◆ Text shown ◆
— BEGIN —

The Nationality and Borders Bill

The Nationality and Borders Bill

 

The Nationality and Borders Bill, which was debated in the Commons today, has made me think about how I got involved with refugees six years ago.
I came from a corporate background, and knew nothing of humanitarian work, politics or world affairs. I went to Calais because I had vaguely heard about the problems there, but you don’t believe it till you see it.
The people I met there changed my understanding of the world.
I didn’t help them because they had fled terrible wars, or suffered awful persecution. No; I got stuck in because there were hungry, cold people in front of me who needed help, and it felt normal and human to reach out to them.
That normal, human kindness and decency is what’s really missing from the Nationality and Borders Bill.
Now we’ve read it, we know it’s true aim – essentially, the removal of rights of many of the refugees who come to the UK.
No wonder people are calling it “the anti-refugee bill”.
Don’t forget: this bill, if passed, would make it a criminal offence to enter the UK without an official permit. Judges will be able to sentence refugees who do so for up to four years.
It would allow the government to send asylum seekers to other countries to have their claims processed – a move that would hugely damage already-traumatised people.
And it would almost certainly contravene the 1951 Refugee Convention.
It is quite simply denial of common human decency.
Those of us who work with refugees know the vast majority have no choice but to travel illegally.
Dictators don’t issue visas. People lose passports in wars and conflicts. Being forced to travel “without permission” is simply part of being a refugee.
This Government says refugees should use resettlement schemes, which are pretty much the only ‘legal’ route that exists.
But less than one per cent of refugees get chosen for them. What is the other 99 per cent meant to do?
But in any case, the way someone travels is NOT how we decide who is and who isn’t a genuine refugee.
A refugee is a person who has been forced to leave their country in order to escape war or persecution. Someone who if they go home could very well face death.
Those are the people you need to think of. When this Government talks of illegal ways of travelling it is just trying to distract you. To make you think its ok not to help refugees.
It is a lie.

— END —

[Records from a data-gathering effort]

— BEGIN —

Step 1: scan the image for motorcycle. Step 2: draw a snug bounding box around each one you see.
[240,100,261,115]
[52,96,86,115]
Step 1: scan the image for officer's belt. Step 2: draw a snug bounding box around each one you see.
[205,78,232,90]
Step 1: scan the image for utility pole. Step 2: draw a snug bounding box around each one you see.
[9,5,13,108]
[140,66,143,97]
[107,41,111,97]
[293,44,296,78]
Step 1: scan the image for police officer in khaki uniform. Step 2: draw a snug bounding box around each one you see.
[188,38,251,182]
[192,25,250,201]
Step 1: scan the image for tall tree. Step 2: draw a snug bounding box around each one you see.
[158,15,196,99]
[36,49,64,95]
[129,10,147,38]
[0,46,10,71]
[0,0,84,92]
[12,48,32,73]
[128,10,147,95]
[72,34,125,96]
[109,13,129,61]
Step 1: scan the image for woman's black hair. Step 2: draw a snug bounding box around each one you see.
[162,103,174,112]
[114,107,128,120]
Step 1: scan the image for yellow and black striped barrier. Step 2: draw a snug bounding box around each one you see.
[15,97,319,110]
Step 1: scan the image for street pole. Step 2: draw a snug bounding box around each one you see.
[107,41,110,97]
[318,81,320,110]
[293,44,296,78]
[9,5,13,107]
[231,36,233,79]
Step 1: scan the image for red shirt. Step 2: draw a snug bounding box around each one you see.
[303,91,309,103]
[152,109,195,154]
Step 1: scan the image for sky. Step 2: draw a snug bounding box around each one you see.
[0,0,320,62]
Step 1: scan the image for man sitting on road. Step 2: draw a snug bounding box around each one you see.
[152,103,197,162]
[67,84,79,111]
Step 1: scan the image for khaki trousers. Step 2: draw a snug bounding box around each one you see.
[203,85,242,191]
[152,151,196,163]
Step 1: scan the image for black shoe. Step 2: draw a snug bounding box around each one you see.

— END —

◆ Short problem A ◆
Print the lines of the records that begin at the line containing "Step 1: scan the image for red" and end after the line containing "[0,0,320,62]". Include both of those lines.
◆ Short problem B ◆
Carry on the piece about the Nationality and Borders Bill from the point where it ends.
The piece and the records have no connection to each other.

◆ Reply A ◆
Step 1: scan the image for red shirt. Step 2: draw a snug bounding box around each one you see.
[303,91,309,103]
[152,109,195,154]
Step 1: scan the image for sky. Step 2: draw a snug bounding box around each one you see.
[0,0,320,62]

◆ Reply B ◆
Let’s not get drawn into a debate about whether or not people in Calais are deserving of help . – whether they are “genuine” refugees or not. Why even raise that question? If a fireman goes to a house to put out a fire, do they stop outside and ask who is in the house or whether they are worth saving?
Of course not.
So why with refugees must they be deserving of our help?
To think they are not deserving flies in the face of all evidence.
When you get to know people in Calais, and hear about the horrors they have suffered, you understand why they are willing to take such terrible risks as crossing the Channel in small, flimsy boats.
I’m haunted by the stories i’ve heard.
From the hundreds of people who have been sold as slaves, tortured or raped in Libya.
From people who, the same country, were electrocuted while their families heard them scream down the phone.
From the Syrian refugees, lovely people who explain how every single family has been hit by the conflict in the country, and how they had to leave their homes and families ot save their lives.
From people in Yemen who have watched their families starve to death in front of them.
Can you imagine watching a loved one slowly starve to death?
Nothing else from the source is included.